-- TEXTO PROPORCIONADO --
□ □ □ □ □

Se acabaron los fuegos artificiales
Sevilla pide que no termine la fiesta y que los nuevos espacios escénicos ofrezcan una programación permanente
Estallan, y crean durante unos segundos una luz más luminosa que la luz más brillante. Caen, y se apagan conforme se acercan al suelo. Desaparecen antes de tocarlos. La imagen tal vez más difundida en los medios audiovisuales de la Expo 92 ha sido la de los fuegos artificiales reventando sobre el paisaje -como de maqueta gigante- del recinto, reflejándose en las aguas del lago. Sirve también para sintetizar -en dos palabras- lo que ha sido el desarrollo de su programación cultural y espectacular: fuego artificial. En las aproximadamente 300 representaciones que han tenido lugar en los cuatro espacios escénicos más importantes tanto dentro (teatro Central, Auditórium) como fuera del recinto (teatros de la Maestranza y Lope de Vega), se han citado éxitos y fracasos. Es normal. Sin embargo, los cuatro han compartido dos problemas: el de las entradas y la promoción y el de la coordinación del contenido de los programas.La centralización de la venta de entradas para los cuatro espacios y el sistema de reparto de las mismas -el 50% para los participantes, el 20% para agencias de viajes y sólo el 30% para venta directa al público- impuso modelos únicos a espacios diferentes que ofertaban programas independientes a públicos diversos. De ese 30% se retenía la mitad para los poseedores de pases de temporada (cuya venta se cortó sin preaviso el 27 de abril: más dificil todavía), dejando sólo el resto y las sobrantes para venta en taquilla dos días antes de cada espectáculo.
La lucha por una entrada
Esto ha provocado indignaciones, lipotimias y luchas de náufragos por la posesión de una entrada. Sobre todo si era para una ópera en el teatro de la Maestranza, posible Liceo de una ¡mprobable burguesía hispalense Tanto los aficionados (que en Sevilla, por desnutrición lírica, son pocos) como quienes han creído durante muchos años que Donizetti era una marca de ropa y que Rossini era una forma de preparar los canelones, han contendido sin piedad, han movido influencias o han hecho horas de cola para pisar la tierra lírica prometida.
Si a ello se suma la insuficiente publicidad dada a los espectáculos (sólo dos carteles anunciaron la Carmen dirigida por Plácido Domingo) se comprende el desasosiego del público. Muchos espectadores, convencidos de que no había entradas" no han accedido a espacios que después no se han llenado. Alguno andaba tan agitado que confundió -han informado los azafatosas- una casetita de información con el gigantesco auditorio construido por Eleuterio Población. El problema de las entradas originó también una reventa que, en el caso del teatro de la Maestranza, llegó a cuadruplicar (de 10.000 a 40.000 pesetas) el precio de las localidades.

□ □ □ □ □

-- DATOS MOSTRADOS --
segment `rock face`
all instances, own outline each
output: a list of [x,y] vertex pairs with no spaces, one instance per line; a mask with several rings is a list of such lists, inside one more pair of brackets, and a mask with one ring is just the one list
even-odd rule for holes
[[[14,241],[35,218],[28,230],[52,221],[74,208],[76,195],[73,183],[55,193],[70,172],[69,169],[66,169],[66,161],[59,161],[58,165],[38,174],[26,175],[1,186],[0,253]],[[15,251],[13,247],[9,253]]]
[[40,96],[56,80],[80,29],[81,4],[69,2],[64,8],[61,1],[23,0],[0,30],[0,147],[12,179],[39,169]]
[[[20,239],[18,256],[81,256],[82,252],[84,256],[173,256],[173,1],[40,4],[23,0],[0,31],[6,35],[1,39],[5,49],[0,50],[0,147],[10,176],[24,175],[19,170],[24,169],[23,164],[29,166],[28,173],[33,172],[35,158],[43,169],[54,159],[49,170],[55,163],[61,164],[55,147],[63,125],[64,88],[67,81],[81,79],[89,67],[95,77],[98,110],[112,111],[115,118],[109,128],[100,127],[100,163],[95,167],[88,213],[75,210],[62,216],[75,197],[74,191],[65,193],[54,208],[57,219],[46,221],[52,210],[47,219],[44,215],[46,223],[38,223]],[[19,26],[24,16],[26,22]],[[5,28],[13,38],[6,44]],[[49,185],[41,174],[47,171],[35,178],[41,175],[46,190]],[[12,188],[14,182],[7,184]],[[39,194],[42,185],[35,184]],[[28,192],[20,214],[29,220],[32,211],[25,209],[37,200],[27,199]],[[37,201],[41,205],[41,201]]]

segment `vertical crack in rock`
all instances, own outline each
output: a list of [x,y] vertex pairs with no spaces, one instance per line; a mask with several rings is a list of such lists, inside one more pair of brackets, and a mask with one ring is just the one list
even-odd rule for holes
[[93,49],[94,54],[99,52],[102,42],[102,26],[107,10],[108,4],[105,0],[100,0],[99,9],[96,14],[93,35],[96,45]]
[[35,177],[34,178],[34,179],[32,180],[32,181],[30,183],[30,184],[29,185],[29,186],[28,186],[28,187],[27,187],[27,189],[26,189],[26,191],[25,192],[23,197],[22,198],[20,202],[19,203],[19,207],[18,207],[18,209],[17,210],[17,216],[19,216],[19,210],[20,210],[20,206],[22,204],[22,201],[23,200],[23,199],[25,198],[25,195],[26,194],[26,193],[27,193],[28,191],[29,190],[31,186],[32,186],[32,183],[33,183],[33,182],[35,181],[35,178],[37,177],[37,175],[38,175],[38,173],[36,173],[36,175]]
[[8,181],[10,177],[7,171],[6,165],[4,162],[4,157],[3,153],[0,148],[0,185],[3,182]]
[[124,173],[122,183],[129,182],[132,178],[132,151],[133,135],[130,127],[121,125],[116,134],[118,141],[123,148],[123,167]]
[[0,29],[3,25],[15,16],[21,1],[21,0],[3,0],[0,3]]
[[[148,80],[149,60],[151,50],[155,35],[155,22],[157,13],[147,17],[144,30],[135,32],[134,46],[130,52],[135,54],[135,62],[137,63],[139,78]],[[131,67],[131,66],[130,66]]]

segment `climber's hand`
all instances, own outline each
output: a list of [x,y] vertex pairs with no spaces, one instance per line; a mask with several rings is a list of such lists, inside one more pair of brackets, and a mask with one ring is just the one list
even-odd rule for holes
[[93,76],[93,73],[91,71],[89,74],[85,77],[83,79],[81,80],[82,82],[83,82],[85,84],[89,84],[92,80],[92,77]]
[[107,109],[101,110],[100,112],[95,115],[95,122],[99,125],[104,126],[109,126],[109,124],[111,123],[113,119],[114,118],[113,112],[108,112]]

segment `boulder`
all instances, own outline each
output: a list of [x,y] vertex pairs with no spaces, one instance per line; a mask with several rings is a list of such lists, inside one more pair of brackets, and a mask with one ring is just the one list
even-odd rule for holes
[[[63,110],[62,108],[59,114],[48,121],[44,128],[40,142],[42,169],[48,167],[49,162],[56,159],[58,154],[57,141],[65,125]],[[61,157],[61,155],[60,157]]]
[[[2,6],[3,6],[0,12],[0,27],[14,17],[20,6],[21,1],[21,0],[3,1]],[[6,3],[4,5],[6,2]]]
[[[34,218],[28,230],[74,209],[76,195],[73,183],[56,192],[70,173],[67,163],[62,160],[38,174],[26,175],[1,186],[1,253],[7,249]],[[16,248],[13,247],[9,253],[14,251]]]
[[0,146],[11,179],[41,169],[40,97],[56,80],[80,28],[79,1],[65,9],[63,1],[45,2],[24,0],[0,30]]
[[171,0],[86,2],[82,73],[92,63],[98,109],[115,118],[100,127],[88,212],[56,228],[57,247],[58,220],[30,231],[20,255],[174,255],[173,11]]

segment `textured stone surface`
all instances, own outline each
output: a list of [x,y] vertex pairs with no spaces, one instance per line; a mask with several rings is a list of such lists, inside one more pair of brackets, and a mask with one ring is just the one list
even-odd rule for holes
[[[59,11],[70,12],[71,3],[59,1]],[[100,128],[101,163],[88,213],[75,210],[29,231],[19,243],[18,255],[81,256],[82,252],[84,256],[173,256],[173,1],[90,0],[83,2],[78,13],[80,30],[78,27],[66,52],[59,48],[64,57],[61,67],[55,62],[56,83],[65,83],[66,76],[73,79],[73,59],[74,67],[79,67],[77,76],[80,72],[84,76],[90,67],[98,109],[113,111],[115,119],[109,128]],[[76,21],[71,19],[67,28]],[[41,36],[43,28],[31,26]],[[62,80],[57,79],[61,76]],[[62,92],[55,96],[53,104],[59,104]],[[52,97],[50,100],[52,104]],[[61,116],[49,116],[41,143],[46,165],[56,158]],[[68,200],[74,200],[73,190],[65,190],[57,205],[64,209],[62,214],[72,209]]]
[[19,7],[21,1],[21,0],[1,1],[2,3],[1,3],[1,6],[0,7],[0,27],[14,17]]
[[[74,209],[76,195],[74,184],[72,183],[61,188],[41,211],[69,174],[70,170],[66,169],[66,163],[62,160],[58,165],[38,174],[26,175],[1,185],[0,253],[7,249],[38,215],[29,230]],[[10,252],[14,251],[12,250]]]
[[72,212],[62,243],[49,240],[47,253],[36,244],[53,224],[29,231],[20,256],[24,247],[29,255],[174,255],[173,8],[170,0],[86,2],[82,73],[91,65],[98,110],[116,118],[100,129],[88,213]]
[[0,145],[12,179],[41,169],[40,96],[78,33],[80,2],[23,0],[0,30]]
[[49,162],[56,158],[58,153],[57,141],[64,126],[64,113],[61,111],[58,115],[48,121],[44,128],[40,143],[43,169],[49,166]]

□ □ □ □ □

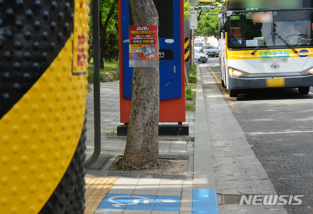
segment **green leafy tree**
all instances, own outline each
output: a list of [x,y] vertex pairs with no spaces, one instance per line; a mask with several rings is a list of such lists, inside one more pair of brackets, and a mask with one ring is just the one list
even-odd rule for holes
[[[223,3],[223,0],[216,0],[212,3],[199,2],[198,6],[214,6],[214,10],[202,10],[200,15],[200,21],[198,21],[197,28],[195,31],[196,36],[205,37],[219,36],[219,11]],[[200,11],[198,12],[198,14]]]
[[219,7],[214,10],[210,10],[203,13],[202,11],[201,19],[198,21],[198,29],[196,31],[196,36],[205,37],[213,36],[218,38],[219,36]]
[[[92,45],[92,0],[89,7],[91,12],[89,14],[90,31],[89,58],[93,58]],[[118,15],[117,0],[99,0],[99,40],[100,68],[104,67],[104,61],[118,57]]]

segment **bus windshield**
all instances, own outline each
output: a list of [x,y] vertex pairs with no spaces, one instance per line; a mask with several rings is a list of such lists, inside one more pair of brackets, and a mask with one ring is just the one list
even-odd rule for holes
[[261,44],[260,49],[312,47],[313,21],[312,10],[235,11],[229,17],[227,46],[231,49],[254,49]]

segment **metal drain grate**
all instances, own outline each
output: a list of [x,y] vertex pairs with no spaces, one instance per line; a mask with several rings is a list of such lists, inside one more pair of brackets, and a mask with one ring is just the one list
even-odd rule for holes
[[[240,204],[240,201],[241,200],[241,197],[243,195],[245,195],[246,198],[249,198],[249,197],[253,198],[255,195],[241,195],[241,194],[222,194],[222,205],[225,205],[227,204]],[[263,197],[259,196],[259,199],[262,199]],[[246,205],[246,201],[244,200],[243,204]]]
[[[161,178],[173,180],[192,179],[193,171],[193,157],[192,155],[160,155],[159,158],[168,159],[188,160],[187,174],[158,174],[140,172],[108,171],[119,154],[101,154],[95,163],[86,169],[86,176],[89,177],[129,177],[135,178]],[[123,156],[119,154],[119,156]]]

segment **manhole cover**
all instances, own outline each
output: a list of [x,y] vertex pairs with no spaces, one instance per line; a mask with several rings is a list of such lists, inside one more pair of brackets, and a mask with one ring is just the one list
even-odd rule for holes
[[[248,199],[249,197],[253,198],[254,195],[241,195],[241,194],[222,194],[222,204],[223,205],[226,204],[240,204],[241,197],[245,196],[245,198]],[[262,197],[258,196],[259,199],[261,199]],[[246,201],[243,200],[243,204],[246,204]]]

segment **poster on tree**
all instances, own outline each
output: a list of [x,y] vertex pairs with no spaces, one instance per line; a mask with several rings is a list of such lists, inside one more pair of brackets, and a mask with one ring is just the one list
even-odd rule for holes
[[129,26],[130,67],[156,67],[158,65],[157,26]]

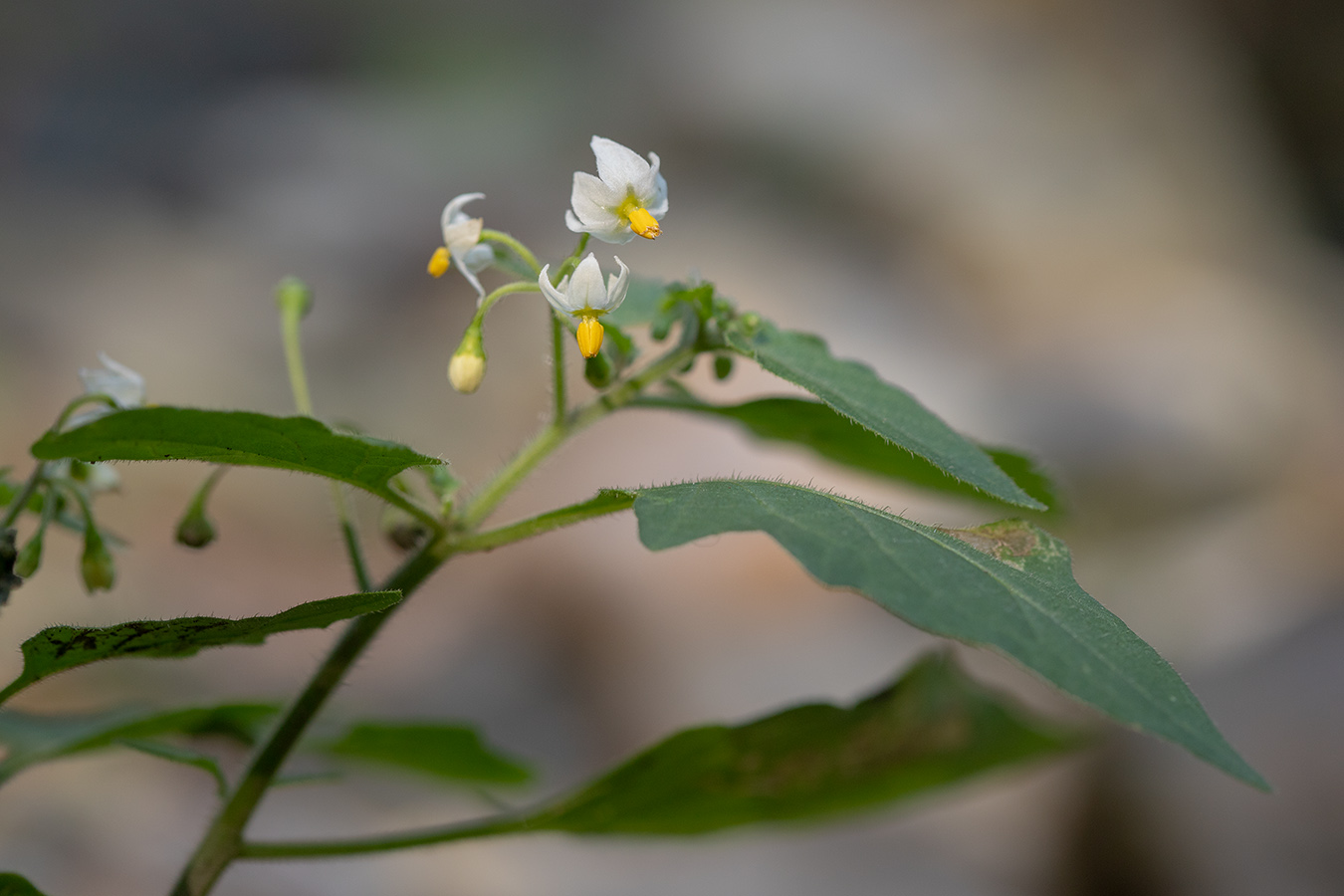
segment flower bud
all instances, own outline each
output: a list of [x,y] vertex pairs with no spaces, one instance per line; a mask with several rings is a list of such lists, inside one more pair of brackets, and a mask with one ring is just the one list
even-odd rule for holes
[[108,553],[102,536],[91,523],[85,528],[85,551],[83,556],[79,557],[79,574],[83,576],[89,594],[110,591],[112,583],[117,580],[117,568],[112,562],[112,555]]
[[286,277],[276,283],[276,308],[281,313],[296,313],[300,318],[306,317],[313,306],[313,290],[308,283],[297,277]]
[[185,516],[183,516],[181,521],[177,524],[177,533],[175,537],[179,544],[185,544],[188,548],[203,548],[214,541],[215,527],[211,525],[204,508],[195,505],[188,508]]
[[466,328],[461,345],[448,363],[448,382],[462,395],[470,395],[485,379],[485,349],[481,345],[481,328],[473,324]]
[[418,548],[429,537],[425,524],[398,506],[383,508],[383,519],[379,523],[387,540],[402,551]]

□ □ □ □ □

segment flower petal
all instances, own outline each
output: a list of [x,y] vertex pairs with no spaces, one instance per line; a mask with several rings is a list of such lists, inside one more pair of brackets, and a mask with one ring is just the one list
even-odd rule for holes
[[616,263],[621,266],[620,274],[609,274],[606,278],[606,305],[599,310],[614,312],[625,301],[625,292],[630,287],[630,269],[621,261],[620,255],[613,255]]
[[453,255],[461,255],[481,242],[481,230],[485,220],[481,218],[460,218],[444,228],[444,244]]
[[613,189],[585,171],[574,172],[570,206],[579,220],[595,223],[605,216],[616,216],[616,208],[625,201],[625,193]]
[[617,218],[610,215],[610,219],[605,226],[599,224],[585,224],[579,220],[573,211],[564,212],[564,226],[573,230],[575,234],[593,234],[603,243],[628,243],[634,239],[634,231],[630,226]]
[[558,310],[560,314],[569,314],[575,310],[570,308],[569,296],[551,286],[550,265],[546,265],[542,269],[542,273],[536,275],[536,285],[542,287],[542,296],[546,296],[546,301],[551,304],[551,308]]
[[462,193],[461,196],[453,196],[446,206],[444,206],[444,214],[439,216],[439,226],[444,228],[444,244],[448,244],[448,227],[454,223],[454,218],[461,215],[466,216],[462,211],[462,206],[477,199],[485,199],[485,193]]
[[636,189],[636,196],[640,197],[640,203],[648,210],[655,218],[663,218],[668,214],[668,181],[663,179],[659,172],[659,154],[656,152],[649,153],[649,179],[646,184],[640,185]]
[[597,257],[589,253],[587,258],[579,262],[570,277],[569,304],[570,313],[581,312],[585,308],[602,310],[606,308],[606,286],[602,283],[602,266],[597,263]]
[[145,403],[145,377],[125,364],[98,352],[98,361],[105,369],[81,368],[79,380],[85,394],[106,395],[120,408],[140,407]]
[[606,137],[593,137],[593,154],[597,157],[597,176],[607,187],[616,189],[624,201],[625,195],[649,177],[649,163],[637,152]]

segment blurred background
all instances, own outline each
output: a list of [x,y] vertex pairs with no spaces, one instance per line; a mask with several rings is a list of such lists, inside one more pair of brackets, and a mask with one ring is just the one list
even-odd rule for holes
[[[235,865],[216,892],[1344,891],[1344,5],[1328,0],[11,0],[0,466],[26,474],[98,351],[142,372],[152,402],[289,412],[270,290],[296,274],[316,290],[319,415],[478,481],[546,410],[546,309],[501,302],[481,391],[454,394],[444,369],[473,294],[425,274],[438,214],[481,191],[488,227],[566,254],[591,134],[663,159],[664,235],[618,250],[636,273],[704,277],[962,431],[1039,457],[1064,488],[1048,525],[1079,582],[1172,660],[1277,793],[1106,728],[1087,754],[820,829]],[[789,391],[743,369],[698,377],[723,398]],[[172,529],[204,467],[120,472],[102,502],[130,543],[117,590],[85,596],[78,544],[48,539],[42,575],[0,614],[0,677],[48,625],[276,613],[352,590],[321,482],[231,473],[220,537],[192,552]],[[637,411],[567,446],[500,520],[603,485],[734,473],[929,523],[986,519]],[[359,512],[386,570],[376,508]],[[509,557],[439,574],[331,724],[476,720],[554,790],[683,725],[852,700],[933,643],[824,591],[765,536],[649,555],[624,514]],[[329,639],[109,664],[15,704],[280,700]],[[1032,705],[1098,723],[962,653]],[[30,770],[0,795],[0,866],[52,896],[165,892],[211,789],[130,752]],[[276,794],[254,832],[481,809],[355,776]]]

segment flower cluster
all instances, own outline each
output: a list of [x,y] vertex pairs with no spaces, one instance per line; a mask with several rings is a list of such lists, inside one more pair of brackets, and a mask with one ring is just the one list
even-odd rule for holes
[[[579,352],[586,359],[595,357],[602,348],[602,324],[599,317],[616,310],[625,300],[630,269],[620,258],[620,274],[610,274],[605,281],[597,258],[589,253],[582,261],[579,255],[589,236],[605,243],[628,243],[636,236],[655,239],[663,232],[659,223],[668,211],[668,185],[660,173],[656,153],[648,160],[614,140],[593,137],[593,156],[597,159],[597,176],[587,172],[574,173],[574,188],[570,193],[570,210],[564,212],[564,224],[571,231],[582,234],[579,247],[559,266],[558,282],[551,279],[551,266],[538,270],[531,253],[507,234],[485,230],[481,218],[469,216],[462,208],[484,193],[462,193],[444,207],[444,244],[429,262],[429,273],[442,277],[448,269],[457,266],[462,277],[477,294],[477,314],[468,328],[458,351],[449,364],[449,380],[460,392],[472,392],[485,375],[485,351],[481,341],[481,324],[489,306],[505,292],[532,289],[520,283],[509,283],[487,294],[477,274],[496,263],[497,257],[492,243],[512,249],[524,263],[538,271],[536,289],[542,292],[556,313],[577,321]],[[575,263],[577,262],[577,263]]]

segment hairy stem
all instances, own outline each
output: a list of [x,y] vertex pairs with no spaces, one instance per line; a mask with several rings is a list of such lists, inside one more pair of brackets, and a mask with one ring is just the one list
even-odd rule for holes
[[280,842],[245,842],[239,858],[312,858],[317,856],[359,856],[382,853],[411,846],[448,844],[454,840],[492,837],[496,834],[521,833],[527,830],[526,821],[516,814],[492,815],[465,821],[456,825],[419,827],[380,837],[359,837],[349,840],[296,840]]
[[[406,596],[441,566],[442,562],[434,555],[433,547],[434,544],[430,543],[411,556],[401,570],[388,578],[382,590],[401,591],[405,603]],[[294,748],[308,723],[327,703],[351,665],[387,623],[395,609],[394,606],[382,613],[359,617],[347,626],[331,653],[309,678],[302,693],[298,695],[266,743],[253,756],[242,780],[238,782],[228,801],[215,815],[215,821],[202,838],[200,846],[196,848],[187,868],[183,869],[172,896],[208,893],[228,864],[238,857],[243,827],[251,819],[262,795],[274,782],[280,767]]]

□ □ □ □ □

-- LISTA DE TAREAS --
1 > Cambia "desasosiego" por "malestar" al copiar de nuevo el texto sobre la Expo 92 desde "Si a ello se" hasta "de las localidades.".
2 > Prosigue el texto sobre la Expo 92 a partir de su última frase.
Los datos constituyen un material independiente del texto sobre la Expo 92.

-- RESULTADOS POR TAREA --
1 >
Si a ello se suma la insuficiente publicidad dada a los espectáculos (sólo dos carteles anunciaron la Carmen dirigida por Plácido Domingo) se comprende el malestar del público. Muchos espectadores, convencidos de que no había entradas" no han accedido a espacios que después no se han llenado. Alguno andaba tan agitado que confundió -han informado los azafatosas- una casetita de información con el gigantesco auditorio construido por Eleuterio Población. El problema de las entradas originó también una reventa que, en el caso del teatro de la Maestranza, llegó a cuadruplicar (de 10.000 a 40.000 pesetas) el precio de las localidades.

2 >
El nivel de ocupación mejoró cuando los directores de los teatros situados fuera del recinto de la Expo -Maestranza y Lope de Vega- lograron el control del taquillaje y la promoción. Ya en abril -reciente todavía la inauguración- decía José Luis Castro, director del Lope de Vega: "Los teatros los conocemos los que los dirigimos, y cada espectáculo requiere un tipo de promoción especial, que desde aquí se lleva más racionalmente que desde cualquier otro departamento". Dicho y hecho: al asumir la promoción y la venta, el teatro empezó a llenarse tras clamorosos vacíos como el de los primeros días de representación del Quijote de Scaparro.
Según el director de espectáculos de la Expo, en declaraciones del 27 de agosto, la culpa era de la televisión. "La programación televisiva afecta al lleno de los espectáculos. Cuando la oferta televisiva es popular, viene menos gente". La televisión, que tantas culpas tiene, no es responsable de esto. Por encima de la cuestión de las entradas y la promoción, está la de la ausencia de criterios de programación y la infravaloración del público. No ha habido ideas rectoras que marcaran un rumbo -sea cual fuere- y vertebraran las propuestas de los cuatro espacios como pretendía Ignacio Quintana durante su etapa rectora de lo que después se llamó División Cultural. Y la tendencia a convertirse en contenedores neutros ha perjudicado a los espacios, ha favorecido el conservadurismo y el desorden en la programación de alguno de ellos. Las anteriores declaraciones pueden interpretarse en primer lugar como el reconocimiento (tardío) de que el público mayoritario era de Sevilla o de su entorno: el único que sucumbiría, en su ámbito doméstico, a la hipnosis televisiva. Justo ese al que se le ha impedido el acceso al 70% de los aforos. Como ha sucedido con el propio recinto expositivo, la entusiasta respuesta de los sevillanos a los espectáculos ha desbordado las rácanas previsiones de la organización. El visitante de la Exposición, sobre todo, ha resultado querer ver la muestra, después Sevilla y mucho menos los espectáculos. El público mayoritario era el de la ciudad, y se le ha desatendido.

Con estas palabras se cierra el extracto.